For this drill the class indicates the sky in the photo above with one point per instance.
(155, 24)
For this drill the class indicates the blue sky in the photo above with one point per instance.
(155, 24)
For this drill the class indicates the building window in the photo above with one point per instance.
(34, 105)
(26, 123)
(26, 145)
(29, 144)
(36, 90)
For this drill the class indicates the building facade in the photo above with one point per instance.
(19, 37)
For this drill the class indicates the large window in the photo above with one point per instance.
---
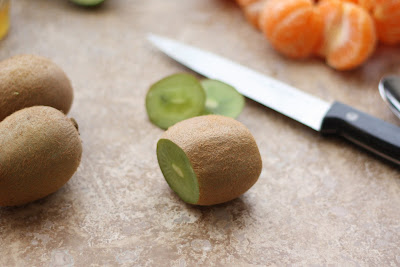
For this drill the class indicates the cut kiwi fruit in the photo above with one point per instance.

# Exercise details:
From the data above, output exactly the lines between the one containing "For this drill the class indicates the building window" and the one containing "For this drill the class indicates the large", counting both of them.

# Response area:
For this drill the class indicates the building window in the photo above with one point per instance.
(34, 105)
(26, 123)
(26, 145)
(29, 144)
(36, 90)
For this drill the class indicates the building facade in the photo above with one point per instance.
(19, 37)
For this drill the class indicates the large window in the photo above with one point per instance.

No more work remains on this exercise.